Only text lines belong in the answer: the lines from the first one in the records through the line with "box: [237, 136, 346, 152]", copied exactly.

● ● ●

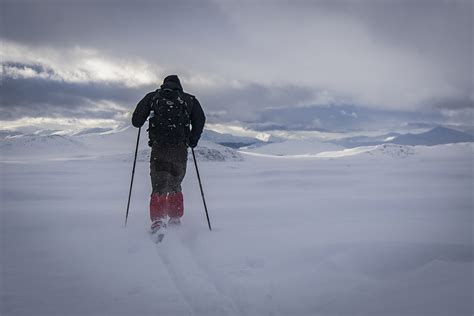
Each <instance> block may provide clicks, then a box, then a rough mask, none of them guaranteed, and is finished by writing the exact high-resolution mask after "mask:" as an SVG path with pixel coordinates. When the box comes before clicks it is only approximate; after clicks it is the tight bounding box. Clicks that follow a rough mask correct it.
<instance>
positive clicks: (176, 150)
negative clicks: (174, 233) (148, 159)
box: [167, 144, 188, 221]
mask: <svg viewBox="0 0 474 316" xmlns="http://www.w3.org/2000/svg"><path fill="white" fill-rule="evenodd" d="M172 156H173V157H172V158H173V174H172V176H171V177H170V182H169V183H168V185H169V187H168V188H169V192H170V193H169V194H168V199H167V201H168V215H169V216H170V218H171V221H173V219H176V218H178V219H179V218H181V217H182V216H183V214H184V198H183V193H182V188H181V183H182V182H183V179H184V176H185V175H186V166H187V162H188V148H187V146H186V145H185V144H179V145H177V146H176V147H175V148H174V149H173V151H172Z"/></svg>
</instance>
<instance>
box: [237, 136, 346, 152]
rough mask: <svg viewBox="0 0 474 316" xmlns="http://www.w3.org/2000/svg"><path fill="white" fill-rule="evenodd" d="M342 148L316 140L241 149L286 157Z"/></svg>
mask: <svg viewBox="0 0 474 316" xmlns="http://www.w3.org/2000/svg"><path fill="white" fill-rule="evenodd" d="M342 149H344V147H342V146H340V145H336V144H331V143H325V142H321V141H319V140H316V139H304V140H295V139H292V140H286V141H283V142H280V143H270V144H267V145H264V146H259V147H255V148H247V149H243V151H245V152H251V153H258V154H265V155H274V156H287V155H314V154H317V153H320V152H324V151H337V150H342Z"/></svg>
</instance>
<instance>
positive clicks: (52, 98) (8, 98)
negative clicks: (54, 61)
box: [0, 66, 149, 120]
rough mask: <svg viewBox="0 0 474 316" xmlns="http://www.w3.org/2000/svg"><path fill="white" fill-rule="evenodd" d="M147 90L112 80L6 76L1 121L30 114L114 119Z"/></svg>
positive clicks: (46, 115)
mask: <svg viewBox="0 0 474 316" xmlns="http://www.w3.org/2000/svg"><path fill="white" fill-rule="evenodd" d="M28 67H30V66H28ZM33 67H34V66H33ZM36 69H41V66H36ZM148 90H149V89H147V87H140V88H130V87H125V86H123V85H120V84H113V83H97V82H90V83H73V82H65V81H59V80H51V79H44V78H38V77H36V78H11V77H6V76H5V77H4V78H3V79H2V84H1V85H0V95H1V96H2V98H1V105H0V120H15V119H18V118H21V117H28V116H30V117H41V116H43V117H82V118H86V117H90V118H112V117H114V116H115V115H116V114H117V113H118V112H122V113H123V112H126V111H130V110H132V109H133V107H134V106H135V105H136V103H137V102H138V101H139V100H140V98H141V97H143V95H144V92H147V91H148ZM102 101H106V102H112V103H114V104H116V105H117V107H116V108H114V109H109V110H106V109H101V108H100V106H98V104H99V103H100V102H102ZM127 107H128V108H127Z"/></svg>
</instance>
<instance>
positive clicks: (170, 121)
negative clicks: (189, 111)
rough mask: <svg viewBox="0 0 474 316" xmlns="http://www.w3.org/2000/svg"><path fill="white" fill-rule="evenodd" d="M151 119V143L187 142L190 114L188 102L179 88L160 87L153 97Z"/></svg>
mask: <svg viewBox="0 0 474 316" xmlns="http://www.w3.org/2000/svg"><path fill="white" fill-rule="evenodd" d="M150 106H151V109H152V111H153V112H152V114H151V117H150V120H149V130H148V131H149V136H150V145H151V144H152V143H153V142H158V143H166V144H178V143H182V142H187V140H188V137H189V126H190V116H189V111H188V104H187V103H186V100H185V99H184V96H183V93H182V92H180V91H179V90H169V89H166V90H160V89H158V90H157V91H156V93H155V95H154V96H153V97H152V99H151V104H150Z"/></svg>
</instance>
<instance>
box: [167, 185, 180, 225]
mask: <svg viewBox="0 0 474 316" xmlns="http://www.w3.org/2000/svg"><path fill="white" fill-rule="evenodd" d="M183 204H184V203H183V193H181V192H173V193H170V194H168V196H167V206H168V215H169V217H170V218H171V219H173V222H175V223H176V222H178V223H180V222H181V221H180V220H179V219H180V218H181V217H183V213H184V205H183ZM175 219H176V220H175Z"/></svg>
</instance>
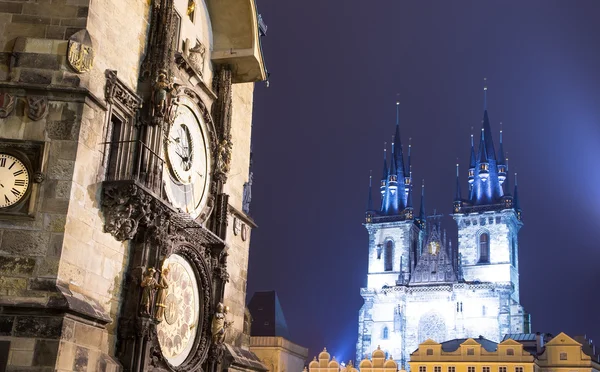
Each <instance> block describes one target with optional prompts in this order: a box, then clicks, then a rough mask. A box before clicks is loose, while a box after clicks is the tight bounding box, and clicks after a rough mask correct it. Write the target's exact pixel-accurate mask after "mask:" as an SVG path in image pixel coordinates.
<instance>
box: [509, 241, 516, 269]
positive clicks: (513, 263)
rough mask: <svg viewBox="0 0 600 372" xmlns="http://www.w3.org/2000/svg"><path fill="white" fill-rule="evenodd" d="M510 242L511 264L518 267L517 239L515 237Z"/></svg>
mask: <svg viewBox="0 0 600 372" xmlns="http://www.w3.org/2000/svg"><path fill="white" fill-rule="evenodd" d="M510 242H511V243H510V263H511V264H512V265H513V266H514V267H517V239H515V237H514V236H513V237H512V239H511V241H510Z"/></svg>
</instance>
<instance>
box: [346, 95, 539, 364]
mask: <svg viewBox="0 0 600 372" xmlns="http://www.w3.org/2000/svg"><path fill="white" fill-rule="evenodd" d="M486 90H487V89H486ZM397 107H398V106H397ZM397 110H398V108H397ZM407 155H408V158H407V162H406V163H405V162H404V158H403V156H404V153H403V147H402V142H401V139H400V120H399V114H398V112H397V120H396V127H395V135H394V142H393V143H392V153H391V157H390V158H389V163H388V157H387V153H386V152H384V161H383V176H382V178H381V182H380V184H379V191H380V194H381V205H380V207H378V208H375V207H374V203H373V197H372V184H370V187H369V199H368V207H367V212H366V219H365V224H364V225H365V227H366V229H367V232H368V234H369V247H368V249H369V260H368V275H367V286H366V287H365V288H362V289H361V295H362V297H363V299H364V305H363V306H362V308H361V310H360V313H359V334H358V342H357V360H358V359H360V358H361V357H362V356H364V355H366V353H369V352H370V350H373V349H375V348H376V347H378V346H380V347H381V349H382V350H384V351H385V352H386V353H387V354H388V355H393V356H394V359H395V360H396V361H397V362H398V363H399V365H401V366H402V367H403V368H409V366H408V364H407V362H408V360H409V356H410V354H411V352H412V351H414V350H415V349H416V348H417V347H418V345H419V344H420V343H421V342H423V341H425V340H427V339H432V340H434V341H436V342H442V341H444V340H448V339H452V338H467V337H478V336H479V335H483V336H484V337H486V338H488V339H490V340H493V341H496V342H498V341H500V340H501V338H502V337H503V335H504V334H507V333H522V332H528V329H529V316H528V314H526V313H525V311H524V309H523V307H522V306H521V305H520V303H519V265H518V232H519V229H520V228H521V226H522V220H521V209H520V205H519V199H518V190H517V185H516V180H515V187H514V190H511V188H510V185H509V177H508V162H507V160H505V156H504V148H503V142H502V132H501V133H500V147H499V151H498V152H496V150H495V148H494V140H493V138H492V132H491V126H490V121H489V117H488V112H487V108H486V109H485V110H484V113H483V120H482V127H481V137H480V141H479V146H478V150H477V151H476V150H475V144H474V141H473V137H471V148H470V165H469V170H468V184H469V187H468V194H467V195H465V197H464V198H463V195H462V193H461V187H460V183H461V182H460V174H459V171H458V164H457V173H456V174H457V179H456V196H455V200H454V202H453V215H452V216H453V218H454V220H455V221H456V223H457V226H458V246H457V247H456V248H453V247H452V243H451V242H450V241H448V240H447V238H446V233H445V231H443V230H442V227H441V216H439V215H434V216H429V217H427V216H426V213H425V206H424V200H425V188H424V185H422V187H421V206H420V210H419V213H418V215H417V214H416V213H415V211H414V208H413V179H412V165H411V148H410V146H409V148H408V154H407Z"/></svg>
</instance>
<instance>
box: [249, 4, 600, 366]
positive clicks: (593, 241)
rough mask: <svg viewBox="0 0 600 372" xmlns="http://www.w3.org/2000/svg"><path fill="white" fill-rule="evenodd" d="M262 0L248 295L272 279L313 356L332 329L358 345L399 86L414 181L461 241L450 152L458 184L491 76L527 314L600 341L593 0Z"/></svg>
mask: <svg viewBox="0 0 600 372" xmlns="http://www.w3.org/2000/svg"><path fill="white" fill-rule="evenodd" d="M257 3H258V9H259V12H260V13H261V14H262V16H263V18H264V20H265V22H266V24H267V25H268V32H267V36H266V37H264V38H263V49H264V55H265V60H266V63H267V67H268V69H269V71H270V72H271V78H270V87H269V88H266V87H265V85H264V84H262V83H258V84H257V87H256V94H255V98H254V120H253V123H254V124H253V125H254V127H253V133H252V134H253V138H252V141H253V150H254V155H253V156H254V158H253V159H254V164H253V172H254V184H253V188H252V205H251V215H252V217H253V218H254V219H255V220H256V222H257V224H258V225H259V228H258V229H256V230H254V231H253V234H252V244H251V249H250V268H249V274H248V275H249V279H248V299H250V297H251V295H252V293H253V292H254V291H260V290H276V291H277V293H278V295H279V299H280V301H281V304H282V307H283V310H284V312H285V316H286V319H287V323H288V326H289V329H290V333H291V341H293V342H295V343H297V344H300V345H303V346H306V347H308V348H309V349H310V352H309V359H312V357H313V356H314V355H316V354H317V353H318V352H319V351H320V350H322V348H323V347H324V346H326V347H327V349H328V350H329V351H330V352H331V353H332V354H333V355H335V356H337V358H338V360H340V359H342V360H348V359H354V358H355V345H356V340H357V332H358V331H357V330H358V324H357V323H358V311H359V309H360V307H361V306H362V303H363V301H362V298H361V296H360V292H359V289H360V288H361V287H362V286H364V285H365V284H366V271H367V253H368V252H367V249H368V245H367V232H366V230H365V228H364V227H363V226H362V223H363V221H364V212H365V207H366V202H367V191H368V178H369V170H371V169H372V170H373V178H374V180H378V179H379V178H381V168H382V157H383V155H382V153H383V143H384V142H385V141H387V142H388V146H389V142H390V140H391V138H392V134H393V132H394V125H395V115H396V114H395V102H396V100H399V101H400V103H401V104H400V111H401V114H400V116H401V135H402V141H403V145H404V149H405V151H406V149H407V145H408V140H409V138H412V145H413V159H412V160H413V178H414V180H415V184H416V185H419V184H420V183H421V179H425V186H426V206H427V212H428V213H429V214H431V213H433V209H434V208H436V209H437V211H438V213H444V214H445V215H446V217H445V219H444V225H443V227H444V228H446V229H447V230H448V234H449V236H450V237H452V239H453V245H455V246H456V224H455V223H454V222H453V221H452V219H451V218H450V217H448V214H449V213H451V208H452V200H453V197H454V188H455V164H456V159H457V158H458V159H459V162H460V164H461V174H462V190H463V196H464V192H465V190H466V189H467V173H466V171H467V167H468V156H469V135H470V133H471V127H474V129H475V134H476V135H477V133H478V131H479V130H480V128H481V119H482V115H483V78H484V77H487V81H488V87H489V90H488V110H489V115H490V122H491V125H492V130H493V131H494V138H495V143H496V148H498V137H499V136H498V131H499V129H500V125H499V123H500V122H503V130H504V146H505V150H506V151H507V152H508V157H509V159H510V168H511V169H510V170H511V173H513V172H515V171H516V172H518V173H519V195H520V198H521V206H522V209H523V219H524V222H525V225H524V227H523V229H521V232H520V234H519V238H520V241H519V250H520V252H519V260H520V261H519V265H520V282H521V286H520V288H521V303H522V304H523V306H524V307H525V309H526V310H527V311H528V312H530V313H531V317H532V331H534V332H535V331H540V332H550V333H553V334H557V333H558V332H560V331H564V332H566V333H568V334H571V335H575V334H587V335H588V336H590V337H591V338H592V339H594V338H599V339H598V341H600V322H599V320H600V319H599V316H598V308H599V307H600V296H598V287H599V285H600V270H598V263H599V262H600V243H599V242H600V222H599V221H600V186H599V185H600V172H599V170H598V164H599V163H600V21H599V20H598V19H599V18H598V17H599V15H600V2H599V1H597V0H589V1H582V0H578V1H560V2H559V1H531V0H528V1H435V2H430V1H411V2H408V1H401V0H395V1H391V0H377V1H358V0H346V1H333V0H303V1H285V0H284V1H282V0H258V1H257ZM405 156H406V154H405ZM513 182H514V180H513V179H512V176H511V184H513ZM417 190H418V189H417ZM374 197H375V198H376V199H375V200H376V201H378V200H379V198H378V196H377V195H374ZM419 199H420V198H419V197H418V196H416V197H415V204H416V207H417V208H418V206H419V203H420V200H419ZM376 204H377V202H376ZM596 343H598V342H596Z"/></svg>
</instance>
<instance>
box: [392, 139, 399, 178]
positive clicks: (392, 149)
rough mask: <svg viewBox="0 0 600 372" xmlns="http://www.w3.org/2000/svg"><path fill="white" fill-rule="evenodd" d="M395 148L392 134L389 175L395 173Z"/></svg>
mask: <svg viewBox="0 0 600 372" xmlns="http://www.w3.org/2000/svg"><path fill="white" fill-rule="evenodd" d="M395 155H396V148H395V147H394V136H392V159H391V164H390V176H392V175H394V176H395V175H396V174H397V173H398V172H397V166H396V156H395Z"/></svg>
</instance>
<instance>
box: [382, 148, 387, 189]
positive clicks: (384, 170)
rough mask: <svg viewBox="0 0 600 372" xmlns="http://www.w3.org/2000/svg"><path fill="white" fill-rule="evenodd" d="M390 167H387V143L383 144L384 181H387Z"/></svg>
mask: <svg viewBox="0 0 600 372" xmlns="http://www.w3.org/2000/svg"><path fill="white" fill-rule="evenodd" d="M387 176H388V167H387V142H384V143H383V176H382V177H381V179H382V180H387Z"/></svg>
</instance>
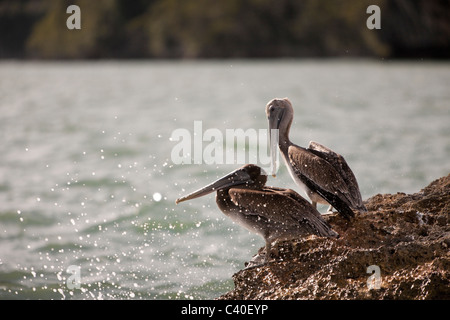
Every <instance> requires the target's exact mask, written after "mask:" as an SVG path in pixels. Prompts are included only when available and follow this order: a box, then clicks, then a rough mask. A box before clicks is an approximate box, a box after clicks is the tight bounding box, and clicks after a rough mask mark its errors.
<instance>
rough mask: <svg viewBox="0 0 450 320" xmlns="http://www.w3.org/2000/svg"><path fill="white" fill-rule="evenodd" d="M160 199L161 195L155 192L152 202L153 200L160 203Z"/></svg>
mask: <svg viewBox="0 0 450 320" xmlns="http://www.w3.org/2000/svg"><path fill="white" fill-rule="evenodd" d="M161 199H162V195H161V193H159V192H155V193H154V194H153V200H155V201H156V202H159V201H161Z"/></svg>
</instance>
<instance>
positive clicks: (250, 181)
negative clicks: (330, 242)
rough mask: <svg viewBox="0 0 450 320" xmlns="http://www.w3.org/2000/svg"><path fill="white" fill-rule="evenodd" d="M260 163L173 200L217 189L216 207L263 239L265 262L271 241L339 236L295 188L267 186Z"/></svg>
mask: <svg viewBox="0 0 450 320" xmlns="http://www.w3.org/2000/svg"><path fill="white" fill-rule="evenodd" d="M266 181H267V175H266V174H265V172H264V170H262V169H261V168H260V167H258V166H256V165H252V164H248V165H245V166H243V167H241V168H240V169H238V170H235V171H233V172H231V173H230V174H228V175H226V176H225V177H223V178H221V179H219V180H217V181H215V182H213V183H211V184H209V185H208V186H206V187H204V188H202V189H200V190H198V191H195V192H193V193H191V194H189V195H187V196H185V197H182V198H179V199H177V200H176V203H179V202H182V201H186V200H190V199H194V198H197V197H200V196H203V195H206V194H208V193H211V192H213V191H217V195H216V203H217V205H218V207H219V209H220V210H221V211H222V212H223V213H224V214H225V215H227V216H228V217H230V218H231V219H232V220H233V221H235V222H236V223H238V224H240V225H242V226H243V227H245V228H247V229H248V230H250V231H251V232H254V233H257V234H259V235H261V236H262V237H263V238H264V240H265V242H266V258H265V261H266V262H267V261H268V259H269V257H270V252H271V243H272V242H274V241H275V240H287V239H292V238H298V237H304V236H307V235H311V234H313V235H317V236H322V237H338V234H337V233H336V232H335V231H334V230H332V229H331V227H330V226H329V225H328V223H327V222H326V221H325V220H323V218H322V216H321V215H320V213H319V212H318V211H317V210H316V209H315V208H314V207H313V206H312V205H311V204H310V203H309V202H308V201H306V200H305V199H304V198H303V197H301V196H300V195H299V194H298V193H297V192H295V191H293V190H290V189H282V188H277V187H268V186H266V185H265V184H266Z"/></svg>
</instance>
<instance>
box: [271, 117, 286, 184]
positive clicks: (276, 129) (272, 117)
mask: <svg viewBox="0 0 450 320" xmlns="http://www.w3.org/2000/svg"><path fill="white" fill-rule="evenodd" d="M283 114H284V109H279V110H278V112H275V113H274V114H272V115H271V116H270V117H269V118H268V120H269V131H270V142H269V143H270V156H271V171H272V172H271V174H272V176H273V177H276V171H277V155H278V154H277V152H278V141H279V128H280V123H281V119H282V118H283Z"/></svg>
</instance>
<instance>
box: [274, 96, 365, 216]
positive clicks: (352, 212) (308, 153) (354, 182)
mask: <svg viewBox="0 0 450 320" xmlns="http://www.w3.org/2000/svg"><path fill="white" fill-rule="evenodd" d="M266 114H267V118H268V121H269V129H270V130H271V129H278V130H279V132H278V134H279V139H278V143H277V142H276V141H271V142H270V145H271V156H272V175H273V176H275V168H276V163H275V162H276V156H275V155H276V148H277V145H278V147H279V148H280V151H281V154H282V156H283V159H284V162H285V163H286V166H287V167H288V171H289V173H290V175H291V177H292V178H293V179H294V181H295V182H296V184H297V185H298V186H299V187H301V188H302V189H303V190H304V191H305V193H306V194H307V195H308V197H309V198H310V199H311V202H312V205H313V207H314V208H316V207H317V203H323V204H329V205H330V209H331V208H333V207H334V208H335V209H336V210H337V211H338V212H339V213H340V214H341V215H342V216H343V217H345V218H347V219H350V218H351V217H353V216H354V212H353V210H356V211H367V209H366V207H365V206H364V204H363V202H362V198H361V193H360V191H359V186H358V182H357V181H356V178H355V175H354V174H353V172H352V170H351V169H350V167H349V166H348V164H347V162H346V161H345V159H344V158H343V157H342V156H341V155H339V154H337V153H335V152H334V151H332V150H330V149H329V148H327V147H325V146H323V145H321V144H319V143H317V142H314V141H311V142H310V144H309V147H308V148H307V149H305V148H302V147H300V146H297V145H295V144H294V143H292V142H291V141H290V140H289V129H290V127H291V124H292V120H293V118H294V110H293V108H292V104H291V102H290V101H289V99H287V98H284V99H273V100H271V101H269V103H268V104H267V106H266ZM330 209H329V210H330Z"/></svg>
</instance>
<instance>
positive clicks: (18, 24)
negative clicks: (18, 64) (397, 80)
mask: <svg viewBox="0 0 450 320" xmlns="http://www.w3.org/2000/svg"><path fill="white" fill-rule="evenodd" d="M71 4H76V5H78V6H79V7H80V9H81V30H68V28H67V27H66V20H67V18H68V17H69V16H70V14H68V13H66V9H67V7H68V6H69V5H71ZM372 4H376V5H378V6H379V7H380V8H381V29H380V30H369V29H368V28H367V27H366V20H367V18H368V17H369V15H370V14H367V13H366V9H367V7H368V6H369V5H372ZM340 56H342V57H358V56H372V57H389V58H449V57H450V1H449V0H302V1H300V0H278V1H273V0H271V1H269V0H226V1H224V0H222V1H218V0H215V1H214V0H132V1H125V0H71V1H67V0H0V58H33V59H101V58H118V59H121V58H124V59H125V58H126V59H130V58H250V57H261V58H269V57H340Z"/></svg>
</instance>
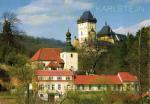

● ● ●

§ **Exercise solution**
Each <instance> block may provide clicks, then a box, then a rough mask, none of them guaranteed, and is finished by writing the exact high-resolution mask after "mask:" as an SVG path with pixel coordinates. When the box comes before clicks it is only approximate; after clicks it is the tight bounding box. Clicks that follow a rough mask correct it.
<instance>
positive clicks: (176, 150)
negative clicks: (174, 233) (148, 159)
box: [167, 144, 188, 221]
mask: <svg viewBox="0 0 474 316" xmlns="http://www.w3.org/2000/svg"><path fill="white" fill-rule="evenodd" d="M172 156H173V157H172V158H173V174H172V176H171V177H170V182H169V183H168V185H169V187H168V188H169V192H170V193H169V194H168V199H167V201H168V215H169V216H170V218H171V221H173V219H176V218H178V219H179V218H181V217H182V216H183V214H184V198H183V193H182V188H181V183H182V182H183V179H184V176H185V175H186V166H187V162H188V148H187V146H186V145H185V144H179V145H177V146H176V147H175V148H174V149H173V151H172Z"/></svg>
</instance>
<instance>
box: [237, 136, 346, 152]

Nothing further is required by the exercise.